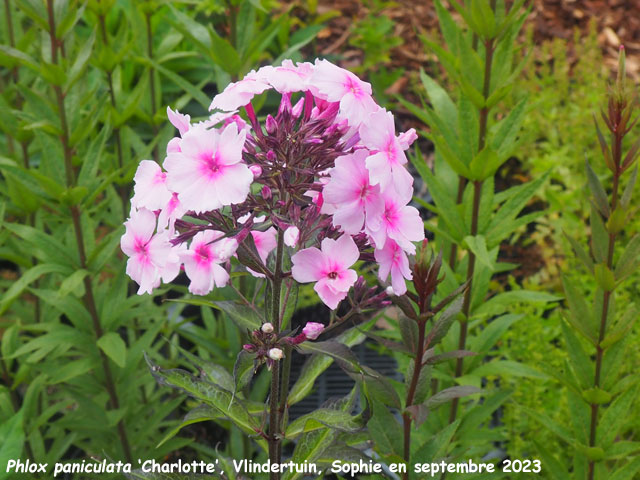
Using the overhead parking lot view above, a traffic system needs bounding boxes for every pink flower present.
[158,193,187,235]
[284,225,300,248]
[360,109,413,191]
[131,160,171,211]
[164,123,253,213]
[209,70,271,112]
[167,107,191,137]
[309,60,378,125]
[398,128,418,150]
[322,149,384,235]
[302,322,324,340]
[247,227,278,278]
[120,208,171,295]
[180,230,238,295]
[291,234,360,310]
[368,195,424,254]
[251,227,278,265]
[374,240,413,295]
[256,60,313,93]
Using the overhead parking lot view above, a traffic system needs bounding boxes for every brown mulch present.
[304,0,640,80]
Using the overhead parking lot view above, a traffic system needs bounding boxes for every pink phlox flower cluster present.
[122,60,424,309]
[291,234,360,309]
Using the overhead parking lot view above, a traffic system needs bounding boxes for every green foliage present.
[0,0,320,478]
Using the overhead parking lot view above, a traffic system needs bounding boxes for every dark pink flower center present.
[196,244,211,263]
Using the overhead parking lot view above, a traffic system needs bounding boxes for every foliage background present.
[0,0,640,478]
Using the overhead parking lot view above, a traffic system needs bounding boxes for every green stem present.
[145,12,158,163]
[449,34,495,423]
[587,159,622,480]
[47,0,133,462]
[269,229,284,480]
[402,316,427,480]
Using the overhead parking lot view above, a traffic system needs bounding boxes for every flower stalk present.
[449,34,495,423]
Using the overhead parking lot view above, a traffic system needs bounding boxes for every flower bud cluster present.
[121,60,424,308]
[242,322,324,369]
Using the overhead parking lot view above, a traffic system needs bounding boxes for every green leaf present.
[145,355,264,440]
[582,387,611,405]
[464,235,495,271]
[297,340,364,373]
[590,203,609,263]
[614,234,640,282]
[424,385,482,409]
[596,385,638,448]
[64,29,96,93]
[485,172,549,246]
[58,269,89,297]
[211,301,264,330]
[97,332,127,368]
[563,232,593,273]
[472,360,549,380]
[469,146,507,181]
[209,28,241,75]
[562,275,597,345]
[0,410,24,480]
[156,405,222,448]
[233,350,256,392]
[620,166,638,209]
[584,160,610,217]
[608,455,640,480]
[412,159,465,239]
[285,408,363,439]
[367,402,403,455]
[425,295,464,348]
[560,322,593,387]
[287,317,376,405]
[593,263,616,292]
[398,315,418,353]
[490,98,528,159]
[600,303,640,350]
[420,68,458,129]
[0,263,70,314]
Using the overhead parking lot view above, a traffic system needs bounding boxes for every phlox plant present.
[121,60,475,478]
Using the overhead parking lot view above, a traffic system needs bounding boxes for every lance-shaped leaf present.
[590,202,609,263]
[464,235,495,271]
[593,115,616,172]
[584,160,610,217]
[285,408,364,439]
[156,405,223,448]
[620,166,638,210]
[145,355,264,440]
[563,232,593,273]
[287,317,376,405]
[296,340,364,373]
[426,297,463,348]
[562,275,597,345]
[614,234,640,282]
[233,350,256,393]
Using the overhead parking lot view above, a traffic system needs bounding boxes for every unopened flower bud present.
[291,98,304,118]
[167,137,182,154]
[284,226,300,247]
[268,348,284,360]
[265,115,278,135]
[302,322,324,340]
[249,165,262,178]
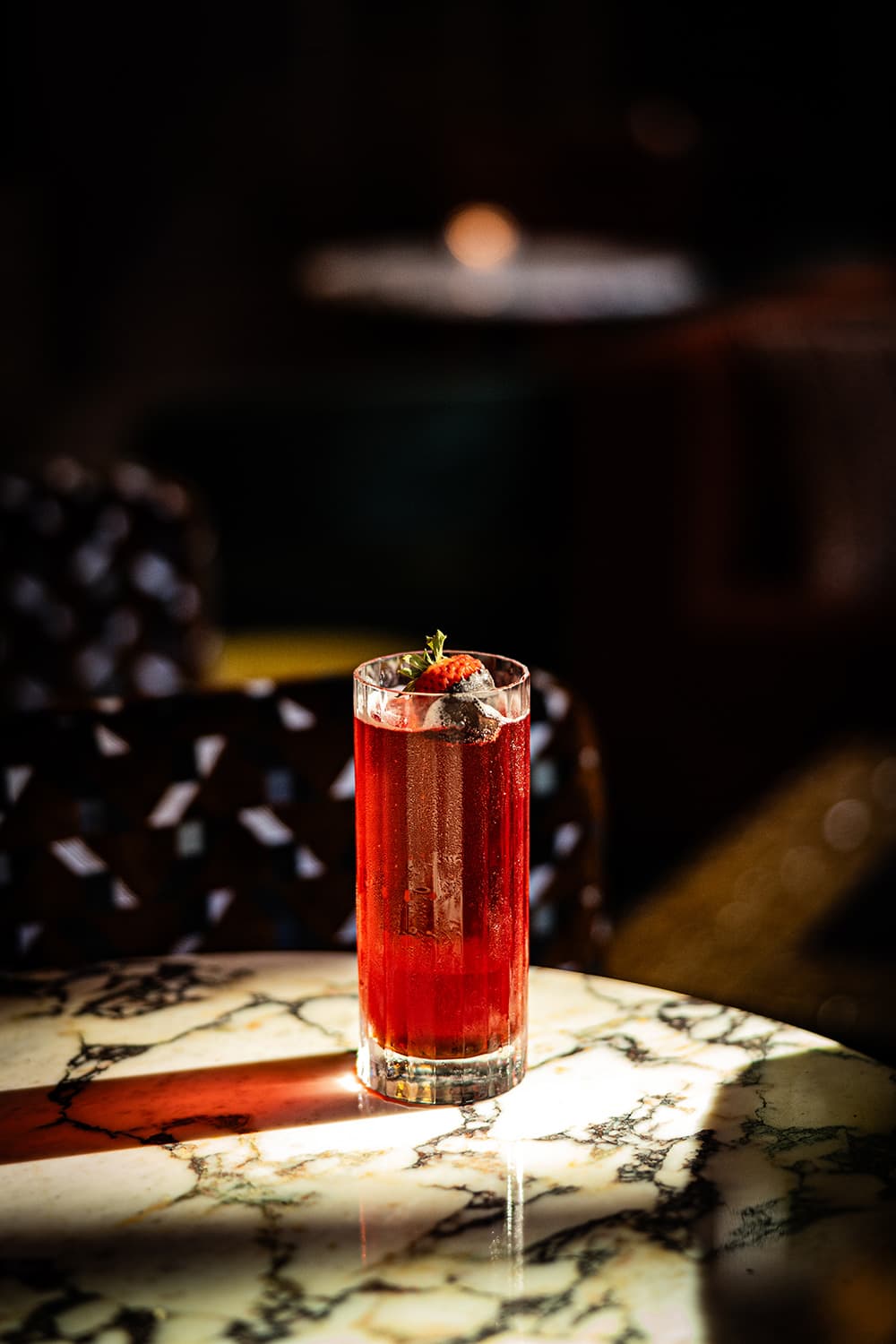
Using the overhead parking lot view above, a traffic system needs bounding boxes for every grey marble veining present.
[0,954,896,1344]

* **Exercise directions**
Output the data above as a JSON list of strings, one string per line, with blank lines omitted. Leave the pictures out.

* **Expected output**
[
  "Using the overhead parking lot view above, a traffic system needs bounding boxes for every pink flower present.",
  "[158,193,187,235]",
  "[284,225,300,248]",
  "[360,109,413,191]",
  "[131,160,171,211]",
  "[164,123,253,213]",
  "[209,70,271,112]",
  "[167,107,191,137]",
  "[309,60,378,125]",
  "[398,128,418,150]",
  "[322,149,384,235]",
  "[302,322,324,340]",
  "[247,227,278,278]",
  "[120,208,171,295]",
  "[180,230,238,295]",
  "[291,234,360,310]",
  "[368,195,424,254]",
  "[251,227,278,265]",
  "[374,240,413,295]",
  "[256,60,313,93]",
  "Using the overhead parking lot view above, a traffic system needs bounding boxes for every brown mulch present.",
  "[304,0,640,80]",
  "Using the overhead parking lot view above, a traffic system needs bounding boxes for every pink phlox flower cluster present.",
  "[122,60,424,309]",
  "[291,234,360,309]",
  "Using the overhead parking lot view above, a traffic system needs bounding boxes for every green foliage present.",
  "[0,0,320,478]",
  "Using the overhead parking lot view above, a traffic system needs bounding boxes for every dark pink flower center present.",
  "[196,244,211,263]",
  "Using the overhead parking lot view above, a traffic system needs bounding boxes for every foliage background present.",
  "[0,0,640,478]",
  "Using the overhead parking lot view above, a traffic system needs bounding boxes for every green stem present.",
  "[145,12,158,163]",
  "[449,34,495,423]",
  "[587,159,622,480]",
  "[47,0,133,462]",
  "[269,229,284,480]",
  "[402,316,427,480]",
  "Using the overhead parking lot view above, a traffic system needs bounding boxes for every flower stalk present.",
  "[449,34,495,423]",
  "Using the overhead parking lot view above, a traffic system needs bounding boxes for every flower bud cluster present.",
  "[121,60,424,308]",
  "[242,322,324,369]",
  "Using the overhead parking lot view above, a traffic system needs bounding boxes for every green leaf present.",
  "[145,355,264,440]",
  "[582,387,611,405]",
  "[464,235,495,271]",
  "[297,340,364,373]",
  "[590,203,609,263]",
  "[614,234,640,282]",
  "[424,385,482,409]",
  "[596,385,638,448]",
  "[64,29,96,93]",
  "[485,172,549,246]",
  "[58,269,89,297]",
  "[211,301,264,330]",
  "[97,332,127,368]",
  "[563,232,593,273]",
  "[472,360,549,380]",
  "[469,146,507,181]",
  "[209,28,241,75]",
  "[562,275,597,345]",
  "[0,410,24,480]",
  "[156,405,222,448]",
  "[233,350,256,392]",
  "[620,166,638,209]",
  "[584,160,610,217]",
  "[608,455,640,480]",
  "[412,159,465,239]",
  "[285,408,363,439]",
  "[367,402,403,455]",
  "[425,295,464,348]",
  "[560,322,593,387]",
  "[287,317,376,405]",
  "[593,263,616,292]",
  "[398,315,418,353]",
  "[490,98,528,159]",
  "[600,303,640,350]",
  "[420,68,458,129]",
  "[0,263,70,314]",
  "Using the overhead parking lot view above, a traffic system needs bounding boxes for every phlox plant present.",
  "[121,60,475,478]",
  "Using the overhead parking lot view above, a traffic system needs bounding boxes for every lance-shaped leaf present.",
  "[590,202,609,263]",
  "[464,235,495,271]",
  "[593,115,616,172]",
  "[584,160,610,217]",
  "[285,408,364,439]",
  "[156,405,223,448]",
  "[620,166,638,210]",
  "[145,355,264,440]",
  "[563,232,593,273]",
  "[287,317,376,405]",
  "[296,340,364,373]",
  "[426,297,463,348]",
  "[562,275,597,345]",
  "[614,234,640,282]",
  "[233,350,256,393]",
  "Using the overhead parking lot view above, a traffic system needs bounding boxes for every unopened flower bud present.",
  "[291,98,304,118]",
  "[167,137,182,154]",
  "[284,226,300,247]",
  "[268,348,284,360]",
  "[265,115,278,135]",
  "[302,322,324,340]",
  "[249,165,262,178]",
  "Using the overhead parking lot view above, a traffic system needs bounding boxes for every grey marble veining present.",
  "[0,954,896,1344]"
]